EXERCISE:
Please reproduce the data in full, exactly as it stands.

SUPPLIED MATERIAL:
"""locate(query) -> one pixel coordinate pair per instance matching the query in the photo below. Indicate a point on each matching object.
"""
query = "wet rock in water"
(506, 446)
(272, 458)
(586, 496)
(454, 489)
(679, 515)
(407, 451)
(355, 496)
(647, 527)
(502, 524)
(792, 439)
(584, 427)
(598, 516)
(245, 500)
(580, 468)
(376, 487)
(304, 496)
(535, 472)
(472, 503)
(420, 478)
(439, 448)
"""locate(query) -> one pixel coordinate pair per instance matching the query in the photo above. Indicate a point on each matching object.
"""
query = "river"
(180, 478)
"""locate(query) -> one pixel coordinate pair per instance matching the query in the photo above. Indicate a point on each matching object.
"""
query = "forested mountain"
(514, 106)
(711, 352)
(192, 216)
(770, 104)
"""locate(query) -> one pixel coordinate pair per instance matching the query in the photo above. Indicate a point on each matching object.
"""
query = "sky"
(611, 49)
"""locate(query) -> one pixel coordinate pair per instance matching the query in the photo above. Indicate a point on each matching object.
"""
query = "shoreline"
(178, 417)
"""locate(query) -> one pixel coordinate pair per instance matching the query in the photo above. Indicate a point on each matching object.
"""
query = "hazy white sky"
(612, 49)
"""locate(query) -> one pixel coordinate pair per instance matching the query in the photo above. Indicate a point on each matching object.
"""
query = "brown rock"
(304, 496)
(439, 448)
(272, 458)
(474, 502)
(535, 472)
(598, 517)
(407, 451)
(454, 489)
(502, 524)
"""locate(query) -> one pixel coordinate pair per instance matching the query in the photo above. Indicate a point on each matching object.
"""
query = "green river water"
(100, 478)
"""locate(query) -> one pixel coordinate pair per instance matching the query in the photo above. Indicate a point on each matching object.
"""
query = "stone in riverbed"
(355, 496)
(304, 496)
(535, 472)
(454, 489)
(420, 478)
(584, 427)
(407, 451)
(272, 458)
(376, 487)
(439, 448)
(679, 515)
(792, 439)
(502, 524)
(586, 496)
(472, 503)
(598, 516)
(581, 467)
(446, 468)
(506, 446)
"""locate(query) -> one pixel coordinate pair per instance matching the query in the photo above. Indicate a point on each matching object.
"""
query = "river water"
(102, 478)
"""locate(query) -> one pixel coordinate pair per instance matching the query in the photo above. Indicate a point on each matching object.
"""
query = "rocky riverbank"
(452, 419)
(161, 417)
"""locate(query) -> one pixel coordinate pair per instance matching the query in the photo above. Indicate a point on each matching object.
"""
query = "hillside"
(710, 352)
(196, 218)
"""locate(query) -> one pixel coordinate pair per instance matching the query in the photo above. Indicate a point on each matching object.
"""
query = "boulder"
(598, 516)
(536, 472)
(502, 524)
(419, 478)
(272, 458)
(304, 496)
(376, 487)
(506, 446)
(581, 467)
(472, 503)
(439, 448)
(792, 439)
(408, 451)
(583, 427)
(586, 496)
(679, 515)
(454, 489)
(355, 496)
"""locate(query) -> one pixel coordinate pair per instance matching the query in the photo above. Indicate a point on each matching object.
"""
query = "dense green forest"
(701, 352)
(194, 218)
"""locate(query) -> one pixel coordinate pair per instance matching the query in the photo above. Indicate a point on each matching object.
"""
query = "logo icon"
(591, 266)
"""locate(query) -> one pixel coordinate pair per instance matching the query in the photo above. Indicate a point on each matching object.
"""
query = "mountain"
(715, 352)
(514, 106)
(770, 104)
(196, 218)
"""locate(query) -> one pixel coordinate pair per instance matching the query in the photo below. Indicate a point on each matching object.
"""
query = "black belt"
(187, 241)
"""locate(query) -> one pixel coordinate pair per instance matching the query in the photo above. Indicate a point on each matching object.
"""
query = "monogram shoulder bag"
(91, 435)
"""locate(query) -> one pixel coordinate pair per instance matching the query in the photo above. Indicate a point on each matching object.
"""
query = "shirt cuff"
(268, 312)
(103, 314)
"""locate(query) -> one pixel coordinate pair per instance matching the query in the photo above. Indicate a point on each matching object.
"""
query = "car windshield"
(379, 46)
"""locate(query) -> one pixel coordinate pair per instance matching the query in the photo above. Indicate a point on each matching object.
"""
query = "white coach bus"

FINISHED EXERCISE:
"""locate(query) -> one pixel coordinate pair per instance matching the query in the photo below. Indicate a point on each matching object.
"""
query = "wet rock in water"
(506, 446)
(272, 458)
(586, 496)
(454, 489)
(679, 515)
(407, 451)
(355, 496)
(647, 527)
(502, 524)
(792, 439)
(584, 427)
(598, 516)
(245, 500)
(580, 468)
(376, 487)
(304, 496)
(535, 472)
(472, 503)
(420, 478)
(439, 448)
"""locate(query) -> one pixel coordinate pair per instance matching the query in the photo above. Indicate a point on each matching object.
"""
query = "river"
(180, 478)
"""locate(query) -> one pixel coordinate pair per instance matching the query in the photo above. Indicate a point on each matching object.
"""
query = "forested mountain"
(514, 106)
(711, 352)
(192, 216)
(770, 104)
"""locate(query) -> one pixel coordinate pair per instance matching the query in the photo above. Indicate a point on each matching object.
"""
query = "sky"
(611, 49)
"""locate(query) -> one pixel coordinate pair per instance matching the query in the photo above. Indicate a point on each matching object.
"""
query = "shoreline"
(178, 417)
"""locate(query) -> one pixel coordinate pair per instance matching the query in the photo above. Indicate a point on each matching object.
"""
query = "hazy white sky"
(612, 49)
"""locate(query) -> one pixel coordinate pair per instance matching the query in the photo above. Indicate a point on each matching object.
"""
query = "brown rock"
(304, 496)
(439, 448)
(272, 458)
(474, 502)
(535, 472)
(598, 517)
(407, 451)
(454, 489)
(502, 524)
"""locate(query) -> one pixel coordinate pair per instance matching the query in the photo above. Indicate a point on each matching object.
"""
query = "green river water"
(100, 478)
"""locate(query) -> one pixel coordinate pair per instance matching the query in the photo above. Indicate a point on each matching object.
"""
query = "stone in riverbed"
(355, 496)
(304, 496)
(535, 472)
(454, 489)
(420, 478)
(584, 427)
(407, 451)
(272, 458)
(376, 487)
(439, 448)
(679, 515)
(792, 439)
(502, 524)
(586, 496)
(472, 503)
(598, 516)
(581, 467)
(446, 468)
(506, 446)
"""locate(query) -> one pixel coordinate pair per instance matching the query in the photo above. Indicate a point on each matching object.
"""
query = "river water"
(102, 478)
"""locate(query) -> one pixel coordinate pair per instance matching the query in the photo above. Indicate a point on each matching object.
"""
query = "rocky riverbank"
(452, 419)
(161, 417)
"""locate(query) -> one pixel coordinate pair per instance matching the query in the photo above. Indicate a point on each matching object.
"""
query = "hillside"
(710, 352)
(196, 218)
"""locate(query) -> one pixel coordinate pair per instance matching the query in the photo above. Indicate a point on each matching object.
"""
query = "boulder"
(598, 516)
(536, 472)
(502, 524)
(419, 478)
(272, 458)
(304, 496)
(376, 487)
(506, 446)
(581, 467)
(472, 503)
(439, 448)
(792, 439)
(408, 451)
(583, 427)
(586, 496)
(679, 515)
(454, 489)
(355, 496)
"""locate(query) -> one pixel coordinate pair per instance matching the query in the photo above. Indicate a point on each matching object.
"""
query = "dense green forest"
(701, 352)
(194, 218)
"""locate(query) -> one pixel coordinate pair per instance matching the query in the photo above. Indicate a point on each matching object.
"""
query = "logo icon"
(591, 266)
"""locate(query) -> one pixel coordinate pair per instance matching the query in the photo above. Indicate a point on each matching object.
"""
query = "mountain"
(715, 352)
(514, 106)
(770, 104)
(196, 218)
"""locate(query) -> one pixel coordinate pair per instance matching the query in the photo below. Indicate a point on each matching object.
"""
query = "black belt"
(187, 241)
"""locate(query) -> one pixel coordinate pair per instance matching the query in the photo above. Indicate a point on each matching object.
"""
query = "monogram shoulder bag"
(91, 435)
"""locate(query) -> one pixel coordinate pair per instance matching the query in the photo above. Indicate a point on each matching object.
"""
query = "shirt cuff"
(268, 312)
(103, 314)
"""locate(query) -> one pixel coordinate pair per instance matching the query in the photo above. Indicate a point on each matching object.
"""
query = "car windshield"
(379, 46)
"""locate(query) -> one pixel coordinate pair per instance matching the query in the photo above. Indicate a point on each matching object.
"""
query = "white coach bus"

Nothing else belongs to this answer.